**AIM OF THE EXERCISE**: Rewrite the data below, swapping "moored" for "docked" and leaving every other character unchanged.

___ MATERIAL FOR THIS EXERCISE

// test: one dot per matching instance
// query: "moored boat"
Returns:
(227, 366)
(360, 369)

______

**FULL OUTPUT**:
// test: one dot per matching instance
// query: "docked boat"
Returns:
(227, 366)
(360, 369)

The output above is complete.